(Object position labeling entries)
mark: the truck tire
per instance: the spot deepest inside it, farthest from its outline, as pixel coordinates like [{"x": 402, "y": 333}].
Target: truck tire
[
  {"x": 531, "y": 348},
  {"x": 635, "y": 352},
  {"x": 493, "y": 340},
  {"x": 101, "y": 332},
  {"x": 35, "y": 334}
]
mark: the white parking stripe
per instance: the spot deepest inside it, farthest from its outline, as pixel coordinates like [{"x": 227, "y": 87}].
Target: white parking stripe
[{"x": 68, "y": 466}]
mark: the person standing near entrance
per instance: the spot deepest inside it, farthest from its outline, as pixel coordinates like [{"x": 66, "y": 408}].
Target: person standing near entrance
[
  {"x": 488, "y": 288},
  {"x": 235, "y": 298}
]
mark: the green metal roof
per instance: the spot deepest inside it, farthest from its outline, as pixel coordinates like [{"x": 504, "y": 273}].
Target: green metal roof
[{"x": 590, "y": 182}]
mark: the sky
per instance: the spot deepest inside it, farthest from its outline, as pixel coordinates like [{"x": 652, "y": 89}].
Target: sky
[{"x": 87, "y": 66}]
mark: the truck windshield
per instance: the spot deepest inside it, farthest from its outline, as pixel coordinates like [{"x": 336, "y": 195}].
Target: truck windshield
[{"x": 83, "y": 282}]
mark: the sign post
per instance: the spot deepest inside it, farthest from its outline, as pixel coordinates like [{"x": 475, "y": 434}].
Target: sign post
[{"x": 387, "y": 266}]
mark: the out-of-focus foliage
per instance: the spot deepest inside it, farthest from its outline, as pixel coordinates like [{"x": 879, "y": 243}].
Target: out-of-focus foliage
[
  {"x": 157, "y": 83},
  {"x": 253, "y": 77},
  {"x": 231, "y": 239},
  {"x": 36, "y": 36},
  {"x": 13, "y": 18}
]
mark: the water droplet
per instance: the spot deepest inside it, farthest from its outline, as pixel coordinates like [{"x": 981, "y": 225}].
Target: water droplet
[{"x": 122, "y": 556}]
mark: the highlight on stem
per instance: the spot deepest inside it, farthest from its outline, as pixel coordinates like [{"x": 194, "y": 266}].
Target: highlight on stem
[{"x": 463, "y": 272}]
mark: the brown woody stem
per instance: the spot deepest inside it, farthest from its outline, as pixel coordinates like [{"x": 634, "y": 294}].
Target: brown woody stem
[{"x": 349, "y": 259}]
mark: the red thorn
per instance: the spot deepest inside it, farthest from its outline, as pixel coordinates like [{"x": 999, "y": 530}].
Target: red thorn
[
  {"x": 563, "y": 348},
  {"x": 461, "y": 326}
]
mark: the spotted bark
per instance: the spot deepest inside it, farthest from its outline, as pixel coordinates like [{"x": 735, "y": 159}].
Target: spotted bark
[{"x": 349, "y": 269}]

_Written instruction_
Give the complete listing a second time, exactly as it reads.

_Solution to this problem_
mark: the truck tire
per instance: the spot deepest inside it, farthest from its outline, as pixel coordinates like [{"x": 402, "y": 333}].
Target: truck tire
[
  {"x": 531, "y": 348},
  {"x": 635, "y": 352},
  {"x": 493, "y": 340},
  {"x": 101, "y": 332},
  {"x": 35, "y": 334}
]
mark: the white parking stripe
per instance: the spot deepest inside it, farthest from its outline, as pixel coordinates like [{"x": 227, "y": 87}].
Target: white parking stripe
[{"x": 68, "y": 466}]
mark: the person standing near entrance
per instance: the spot deepest inside it, farthest from its outline, as pixel coordinates like [{"x": 66, "y": 408}].
Target: person standing near entrance
[
  {"x": 488, "y": 288},
  {"x": 235, "y": 298}
]
mark: the green metal roof
per instance: the spot deepest inside it, farthest from its outline, as pixel coordinates like [{"x": 504, "y": 273}].
Target: green metal roof
[{"x": 590, "y": 182}]
mark: the sky
per instance: the spot deepest inside it, farthest from its outline, as pixel coordinates like [{"x": 652, "y": 89}].
Target: sky
[{"x": 87, "y": 66}]
mark: the truck windshield
per instance: the spot deepest inside it, farthest from its outline, as pixel coordinates like [{"x": 336, "y": 195}].
Target: truck windshield
[{"x": 83, "y": 282}]
mark: the sign post
per instance: the spot deepest inside it, farthest from its outline, as pixel coordinates like [{"x": 475, "y": 434}].
Target: sign post
[{"x": 387, "y": 266}]
mark: the out-of-focus foliage
per instance: the spot deepest inside it, farthest from its outline, as pixel coordinates like [{"x": 879, "y": 243}].
Target: out-of-focus foliage
[
  {"x": 157, "y": 83},
  {"x": 253, "y": 77},
  {"x": 231, "y": 239},
  {"x": 36, "y": 36},
  {"x": 13, "y": 18}
]
mark: the water droplet
per instance: the spot deepest inside it, farthest from its outline, as pixel coordinates like [{"x": 981, "y": 225}].
Target: water droplet
[{"x": 122, "y": 556}]
mark: the highlight on stem
per instance: the spot deepest inside it, farthest from its outline, as pixel coordinates like [{"x": 194, "y": 266}].
Target: highlight on stem
[{"x": 463, "y": 272}]
mark: the brown woody stem
per instance: the spot deepest inside it, farthest from its outline, as pixel coordinates like [{"x": 634, "y": 294}].
Target: brown woody stem
[{"x": 349, "y": 259}]
mark: the red thorn
per instance: the spot deepest inside it, farthest from its outline, as pixel coordinates like [{"x": 999, "y": 530}].
Target: red thorn
[
  {"x": 563, "y": 348},
  {"x": 461, "y": 326}
]
mark: the spotted bark
per instance: the spot deepest inside it, farthest from its outline, as pixel coordinates like [{"x": 735, "y": 159}].
Target: spotted bark
[{"x": 349, "y": 269}]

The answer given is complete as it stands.